(Elenco dei dati)
------------------------------------------------

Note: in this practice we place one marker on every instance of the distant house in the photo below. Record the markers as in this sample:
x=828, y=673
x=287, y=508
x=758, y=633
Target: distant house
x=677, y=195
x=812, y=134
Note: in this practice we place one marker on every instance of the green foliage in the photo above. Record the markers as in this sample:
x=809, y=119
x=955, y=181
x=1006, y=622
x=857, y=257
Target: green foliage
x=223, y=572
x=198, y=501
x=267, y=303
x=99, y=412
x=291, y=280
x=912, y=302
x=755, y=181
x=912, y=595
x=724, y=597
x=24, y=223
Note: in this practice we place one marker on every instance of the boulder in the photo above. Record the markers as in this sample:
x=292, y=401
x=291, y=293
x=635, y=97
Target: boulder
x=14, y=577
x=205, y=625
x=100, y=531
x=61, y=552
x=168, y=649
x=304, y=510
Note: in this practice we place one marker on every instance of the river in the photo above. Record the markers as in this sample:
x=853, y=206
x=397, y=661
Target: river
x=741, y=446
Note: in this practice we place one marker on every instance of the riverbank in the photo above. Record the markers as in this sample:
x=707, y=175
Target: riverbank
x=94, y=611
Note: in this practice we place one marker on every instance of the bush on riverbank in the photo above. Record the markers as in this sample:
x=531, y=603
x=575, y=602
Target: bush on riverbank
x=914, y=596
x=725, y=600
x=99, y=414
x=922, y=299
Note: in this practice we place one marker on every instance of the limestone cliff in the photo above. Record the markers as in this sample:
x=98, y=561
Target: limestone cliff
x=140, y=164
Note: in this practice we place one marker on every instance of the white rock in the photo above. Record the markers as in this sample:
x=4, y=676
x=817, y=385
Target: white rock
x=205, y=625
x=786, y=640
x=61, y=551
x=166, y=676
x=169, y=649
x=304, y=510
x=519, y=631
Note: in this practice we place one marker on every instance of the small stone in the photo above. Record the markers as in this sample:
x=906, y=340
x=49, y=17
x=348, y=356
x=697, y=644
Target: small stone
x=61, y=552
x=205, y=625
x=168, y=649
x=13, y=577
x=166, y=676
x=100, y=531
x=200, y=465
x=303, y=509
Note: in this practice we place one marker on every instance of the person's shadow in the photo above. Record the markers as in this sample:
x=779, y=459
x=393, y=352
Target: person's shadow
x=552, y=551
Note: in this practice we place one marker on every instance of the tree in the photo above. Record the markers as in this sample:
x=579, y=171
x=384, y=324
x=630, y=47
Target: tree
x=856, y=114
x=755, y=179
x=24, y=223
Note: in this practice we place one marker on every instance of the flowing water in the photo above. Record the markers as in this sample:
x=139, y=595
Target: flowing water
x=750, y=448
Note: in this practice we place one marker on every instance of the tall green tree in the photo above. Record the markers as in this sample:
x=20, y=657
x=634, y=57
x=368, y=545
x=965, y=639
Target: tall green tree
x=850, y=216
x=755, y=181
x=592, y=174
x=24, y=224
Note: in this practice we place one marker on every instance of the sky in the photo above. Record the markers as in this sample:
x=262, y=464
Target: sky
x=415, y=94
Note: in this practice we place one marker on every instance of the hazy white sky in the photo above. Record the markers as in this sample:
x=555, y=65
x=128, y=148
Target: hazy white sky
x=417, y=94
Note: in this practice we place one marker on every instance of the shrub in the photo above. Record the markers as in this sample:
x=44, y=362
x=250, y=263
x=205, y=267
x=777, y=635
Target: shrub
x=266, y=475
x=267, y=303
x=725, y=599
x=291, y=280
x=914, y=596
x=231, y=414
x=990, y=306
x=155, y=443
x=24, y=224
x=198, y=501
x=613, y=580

------------------------------------------------

▶ CONSEGNA:
Riscrivi tutte le righe qui sopra sostituendo "Target" con "Oggetto" e lasciando invariato tutto il resto.

▶ RISULTATO COMPLETO:
Note: in this practice we place one marker on every instance of the distant house in the photo below. Record the markers as in this sample:
x=828, y=673
x=287, y=508
x=758, y=633
Oggetto: distant house
x=677, y=195
x=812, y=134
Note: in this practice we place one marker on every instance of the green foliage in the photo above. Record the markers as in this sample:
x=809, y=119
x=955, y=181
x=1006, y=622
x=857, y=257
Oggetto: green foliage
x=223, y=572
x=198, y=501
x=267, y=303
x=99, y=412
x=291, y=280
x=912, y=302
x=755, y=181
x=912, y=595
x=724, y=597
x=24, y=223
Note: in this practice we place one marker on every instance of the boulder in the photo above. Record the markers as in this sample:
x=292, y=401
x=291, y=293
x=635, y=97
Oggetto: boulder
x=14, y=577
x=205, y=625
x=100, y=531
x=61, y=552
x=168, y=649
x=304, y=510
Note: in this practice we place one marker on every instance of the river in the photo above. Record the markers as in this sample:
x=853, y=206
x=397, y=661
Oggetto: river
x=741, y=446
Note: in this practice we place one marker on every instance of the riverbank in the photo above. Record the markers as in this sample:
x=707, y=175
Oggetto: riverbank
x=94, y=611
Note: in this practice we place one marker on every instance of the bush on riverbank in the photo above. Record the markers as in this sample:
x=531, y=603
x=575, y=602
Oggetto: bush on riverbank
x=914, y=596
x=725, y=600
x=99, y=414
x=922, y=299
Note: in this practice we place one marker on every instance of the limestone cliff in the photo above. Record the markers as in this sample:
x=98, y=561
Oggetto: limestone cliff
x=140, y=164
Note: in this practice we place one marker on every instance of the white rock in the photo above. Record the markers as in this sample:
x=4, y=676
x=817, y=385
Oggetto: white rock
x=205, y=625
x=786, y=640
x=61, y=551
x=166, y=676
x=169, y=649
x=304, y=510
x=519, y=631
Note: in this practice we place one marker on every instance of the small stone in the photo above. Record the markers as in this sample:
x=906, y=340
x=49, y=17
x=348, y=356
x=697, y=644
Oggetto: small stone
x=61, y=552
x=205, y=625
x=168, y=649
x=13, y=577
x=166, y=676
x=100, y=531
x=200, y=465
x=303, y=509
Note: in this practice we place one marker on every instance of the person's shadow in the photo above. Record the markers as in this sample:
x=779, y=459
x=393, y=352
Oggetto: person's shadow
x=552, y=551
Note: in this practice we place one marker on every instance of the tree in the photo above. Record the markers as in this sample:
x=579, y=171
x=384, y=324
x=630, y=47
Oggetto: tree
x=856, y=114
x=755, y=179
x=24, y=223
Note: in this practice we place one marker on every instance of the flowing water in the photo above. Record the markers as in this sample:
x=139, y=595
Oggetto: flowing water
x=750, y=448
Note: in this practice we place one marker on every instance of the tall green tree in the photo above. Record the markers as in this sample:
x=20, y=657
x=634, y=57
x=368, y=545
x=965, y=639
Oggetto: tall green tree
x=850, y=216
x=755, y=181
x=592, y=174
x=24, y=224
Note: in this practice we place one marker on every instance of the sky in the photo above. Record the markers as in this sample:
x=262, y=464
Oggetto: sky
x=415, y=94
Note: in this practice we place one marker on every instance of the hazy white sky in the photo above. Record the markers as in this sample:
x=555, y=65
x=128, y=148
Oggetto: hazy white sky
x=417, y=94
Note: in this practice we place one marker on every instance of the shrub in the photo above. Record the markers as in this sample:
x=44, y=362
x=250, y=263
x=205, y=267
x=777, y=635
Oggetto: shrub
x=266, y=475
x=267, y=303
x=725, y=599
x=291, y=280
x=914, y=596
x=231, y=414
x=990, y=306
x=155, y=443
x=24, y=224
x=198, y=501
x=613, y=580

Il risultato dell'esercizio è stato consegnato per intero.